> _WORK REQUEST_
Every entry in the following listing must be restated word for word, though not its pictures.

------

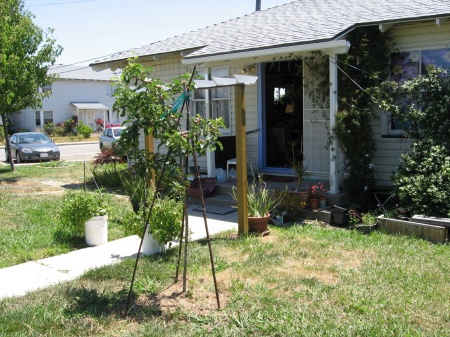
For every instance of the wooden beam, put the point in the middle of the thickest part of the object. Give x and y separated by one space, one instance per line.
241 160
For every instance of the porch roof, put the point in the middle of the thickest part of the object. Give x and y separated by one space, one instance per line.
307 23
89 106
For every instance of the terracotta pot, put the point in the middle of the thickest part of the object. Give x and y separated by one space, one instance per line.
314 203
258 224
323 202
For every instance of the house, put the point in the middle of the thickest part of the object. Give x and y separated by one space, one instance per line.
79 91
269 44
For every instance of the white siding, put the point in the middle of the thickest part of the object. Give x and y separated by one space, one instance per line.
64 92
406 37
169 68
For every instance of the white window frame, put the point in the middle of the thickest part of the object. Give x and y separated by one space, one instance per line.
42 118
211 102
387 129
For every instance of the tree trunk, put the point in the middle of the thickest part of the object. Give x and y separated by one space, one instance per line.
7 145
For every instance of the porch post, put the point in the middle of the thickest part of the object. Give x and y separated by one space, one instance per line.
241 160
334 177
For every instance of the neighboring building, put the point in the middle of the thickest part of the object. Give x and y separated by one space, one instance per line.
255 44
79 91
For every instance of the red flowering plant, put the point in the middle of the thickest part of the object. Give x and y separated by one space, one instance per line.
317 190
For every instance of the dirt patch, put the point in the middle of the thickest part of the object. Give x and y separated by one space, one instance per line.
27 187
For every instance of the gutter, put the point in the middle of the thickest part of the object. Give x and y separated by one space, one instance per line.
332 47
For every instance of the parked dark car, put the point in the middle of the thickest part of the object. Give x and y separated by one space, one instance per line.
110 136
32 146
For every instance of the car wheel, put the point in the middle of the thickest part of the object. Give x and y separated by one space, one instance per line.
18 158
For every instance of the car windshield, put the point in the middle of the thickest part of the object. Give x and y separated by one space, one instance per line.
29 139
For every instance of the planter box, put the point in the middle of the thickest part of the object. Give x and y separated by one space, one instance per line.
208 186
339 214
432 233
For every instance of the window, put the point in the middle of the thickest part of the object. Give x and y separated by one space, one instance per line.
47 117
408 65
214 103
110 90
46 88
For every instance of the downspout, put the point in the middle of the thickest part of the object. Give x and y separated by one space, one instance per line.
334 177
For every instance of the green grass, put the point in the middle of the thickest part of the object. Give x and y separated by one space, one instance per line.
30 225
298 281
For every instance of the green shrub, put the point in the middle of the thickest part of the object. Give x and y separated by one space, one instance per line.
422 180
50 129
79 206
165 220
69 126
84 130
108 175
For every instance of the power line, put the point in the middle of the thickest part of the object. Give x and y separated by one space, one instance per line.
55 3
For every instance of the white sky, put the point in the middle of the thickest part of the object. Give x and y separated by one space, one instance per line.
91 29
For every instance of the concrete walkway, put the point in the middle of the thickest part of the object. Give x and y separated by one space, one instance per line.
20 279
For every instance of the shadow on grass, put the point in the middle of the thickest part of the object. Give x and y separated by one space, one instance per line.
64 237
91 302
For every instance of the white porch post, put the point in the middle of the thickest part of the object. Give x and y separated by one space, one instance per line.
41 119
334 177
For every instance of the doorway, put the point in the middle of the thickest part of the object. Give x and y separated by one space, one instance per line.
282 113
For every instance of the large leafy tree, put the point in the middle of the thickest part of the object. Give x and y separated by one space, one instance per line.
26 53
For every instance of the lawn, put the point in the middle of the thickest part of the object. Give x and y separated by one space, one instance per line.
306 280
30 200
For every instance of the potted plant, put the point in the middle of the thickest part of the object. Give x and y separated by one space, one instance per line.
364 222
164 224
260 202
316 192
85 212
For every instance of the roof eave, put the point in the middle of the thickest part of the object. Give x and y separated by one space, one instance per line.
329 47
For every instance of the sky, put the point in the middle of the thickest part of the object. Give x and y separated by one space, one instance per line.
91 29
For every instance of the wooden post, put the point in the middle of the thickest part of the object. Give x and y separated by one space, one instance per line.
241 160
149 148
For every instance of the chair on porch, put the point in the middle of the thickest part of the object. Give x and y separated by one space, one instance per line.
233 162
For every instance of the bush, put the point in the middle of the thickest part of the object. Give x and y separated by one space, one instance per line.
164 224
108 175
69 126
50 129
422 180
2 134
79 206
84 130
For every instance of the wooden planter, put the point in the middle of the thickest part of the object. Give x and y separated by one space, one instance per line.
258 224
426 231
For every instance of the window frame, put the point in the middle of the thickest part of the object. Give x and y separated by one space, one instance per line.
388 129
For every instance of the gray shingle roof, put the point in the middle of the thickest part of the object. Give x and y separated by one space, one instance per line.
73 72
295 23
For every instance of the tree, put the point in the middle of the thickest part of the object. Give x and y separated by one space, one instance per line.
26 53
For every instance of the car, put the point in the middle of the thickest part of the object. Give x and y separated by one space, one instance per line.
110 136
32 146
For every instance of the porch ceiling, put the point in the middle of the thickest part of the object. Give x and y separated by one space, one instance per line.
89 106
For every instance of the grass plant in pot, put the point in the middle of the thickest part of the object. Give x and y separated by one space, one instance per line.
86 213
300 174
260 202
364 222
164 224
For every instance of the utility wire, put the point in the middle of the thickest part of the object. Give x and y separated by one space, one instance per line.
55 3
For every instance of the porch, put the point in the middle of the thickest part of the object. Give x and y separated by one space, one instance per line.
221 199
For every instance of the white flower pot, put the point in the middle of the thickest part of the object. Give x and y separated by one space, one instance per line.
96 230
150 246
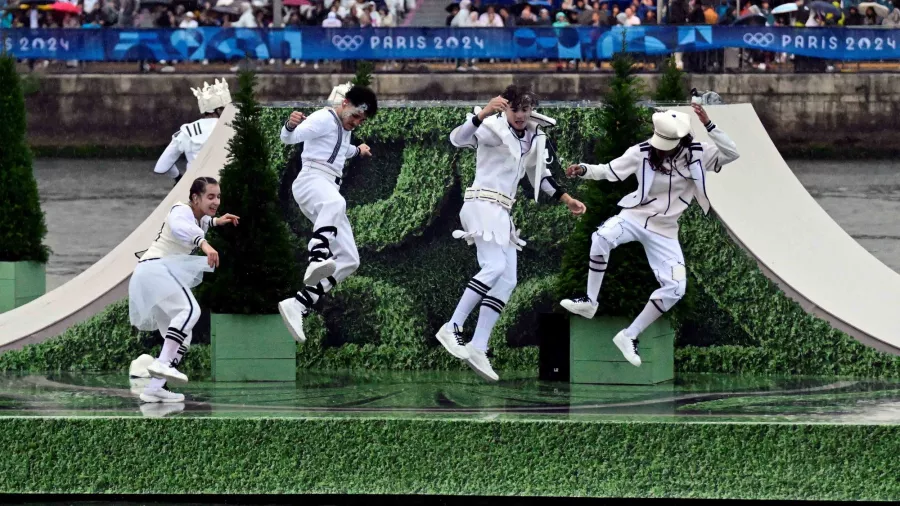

------

> _SOLUTION BELOW_
For every instance of the wooden beam, put the point in the middle of the thickest part of the object. Give x and y separated by one space, one instance per line.
241 160
For every instance of the porch roof, put the point in the middle of the thickest part of the object. Give x and y separated by one space, one instance per line.
307 23
89 106
For every instance of the terracotta pot, put the point in the middle of the thickest part of the object. Give x and y separated by one space, one instance per line.
314 203
258 224
323 202
For every instance of the house, put the point in the middle of the thickest part of the object. Give x and y separated by one space, one instance per line.
79 91
269 44
For every instance of the white siding, put the point in the middle of the thickest part of the object. Give x and y separated by one space, one instance per line.
64 92
406 37
169 68
For every instance of the white window frame, put the point in the middle of the thickest part of the object. Give x and y separated by one space, one instance per line.
42 118
211 102
387 129
For every instance of the tree trunk, put the point in the middle of the thickest part of the object. Give x and y separated by one space, one instance per line.
7 145
For every instance of the porch post, put the point in the middle of the thickest part of the object. Give x and y separated by one space, one instance per line.
241 160
334 177
For every instance of the neighboring building, put the point in the middle of the thickest part of the object. Give x and y separated by one space, one instance per line.
255 44
79 91
For every instance of the red flowering plant, put the point in the middle of the thickest part of the object. Give x and y separated by one space, one instance per line.
317 190
For every instance of the dirt patch, put the point in the middle of the thickest part of the object. Give x and y separated by one space, one instance per line.
27 187
For every instance of the gutter, put the point in the middle of the thickest part of the object. Give x and y separated by one space, one instance per line.
332 47
For every instance of the parked dark car, put the point in the middle of the thickest part of the object. Give x and y separated by one space, one instance per line.
110 136
32 146
For every instance of the car wheel, put the point in the middle of the thickest part of the object. Give x and y separated by one space, one instance per line.
18 158
For every instance of the car windshield, put the point in the middle of the thickest part of the object. Give x and y separated by one space, one instance per line.
29 139
For every instance of the planter box, put the point in the middle of the thickest part of the object. Give x and y separated by one space, one instance per line.
208 186
339 214
432 233
For every instance of the window, put the point in the middle of the thickest part of the object. Give x and y separated by one space, one instance per line.
47 117
408 65
214 103
110 90
46 88
For every instance of the downspout, put the point in the middle of the thickest part of the object. Give x and y separated by one space, one instance per line.
334 177
For every instance of the green grass, put the point in the middle of the thickest part of the object. Give x and y separated by one space, one instance per line.
30 225
298 281
For every instance of the green shrub, put the point in the middle of the thickest part of the object. Give x and y separated by one space, one instance per line.
422 180
50 129
79 206
165 220
69 126
84 130
108 175
For every instance of the power line, put the point in the middle of the thickest part of the object. Give x and y separated by one space, one instance per line.
55 3
For every instance of the white sky, put the point in the middle of the thickest part of the object. Give x and y separated by one space, one instance per line.
91 29
For every instance of the concrete walkway, put the point in the middle of the thickest part of the object. Give x and y separated by one space, one instance per line.
20 279
For every instance of the shadow on grass, put the point in the middle of the thickest part of the object. Give x and y separated by one space, one instance per line.
64 237
91 302
For every instance of the white porch post, put the point in the middle of the thickest part of the object. Give x and y separated by one space, one instance per line.
41 119
334 177
For every instance of the doorway, put the point in the middle of the thickest part of the object. Give x and y separated by one space, one instance per line.
282 113
For every instance of the large leafy tree, put the point in the middle of the thickest part of the object. Give x and y separated by one space, one instance per line.
26 53
For every instance of the lawn, put the point in the middle of the thickest part of the object. Give x and y separated by one space, one instance per line.
306 280
30 200
For every instance of the potted plant, put the point in the middle of the thickest part of the object. Give x and y separated by one space, one instance per line.
364 222
164 224
260 202
316 192
85 212
For every instance of the roof eave, put the point in the middle of the thickest part of the object. Give x and y separated by one space, one instance per line.
329 47
For every instance of the sky, put the point in the middle of the thickest part of the object. Give x and y separated by one space, one instance per line.
91 29
For every instance of the wooden post, put the point in the middle of the thickest part of the object. Give x and y separated by one space, one instance per line.
241 160
149 148
For every instance of the chair on porch, put the point in the middle of the thickest part of the object. Give x and y separated by one space, one instance per line.
233 162
For every instance of the bush, put the point in the middle of the thickest part of the object. Give x and y separated by one space, one instance per line.
164 224
108 175
69 126
50 129
422 180
2 134
79 206
84 130
For every instance of the wooden planter, put the point in the middle of the thickest part of the object. Give x and y separated by one space, one instance per line.
258 224
426 231
For every instance of the window frame, put the point in the middle of the thickest part of the object. Give x and y separated by one space, one instance per line.
388 129
For every instance of the gray shingle roof, put the point in the middle of the thickest part of the object. Give x and y separated by one space, one instance per line.
73 72
295 23
For every instance of the tree, put the point in the middle of the thickest part of the object. Give x and y separated by one space, one instance per line.
26 53
For every instance of the car, put the point in the middle of the thickest part of the object. Give x and y separated by one space, one instance per line.
110 136
32 146
For every instance of the porch ceiling, put the point in the middle of the thickest part of the object. Give x and y separated by one space, one instance per line.
89 106
For every instance of the grass plant in pot, put the point in the middle of the thickest part of the object. Give x and y separated by one space, one instance per line.
86 213
300 174
260 202
364 222
164 224
For every instance of the utility wire, put the point in the middle of the thickest part of the object. Give x and y separated by one space, one instance per line.
55 3
For every instance of the porch, put the point in the middle of the thickest part of the object. Give x and y separated by one space, one instance per line.
221 199
For every instance of the white flower pot, put the point in the middle of the thickest part of the object. Give x and y separated by one space, one instance per line.
96 230
150 246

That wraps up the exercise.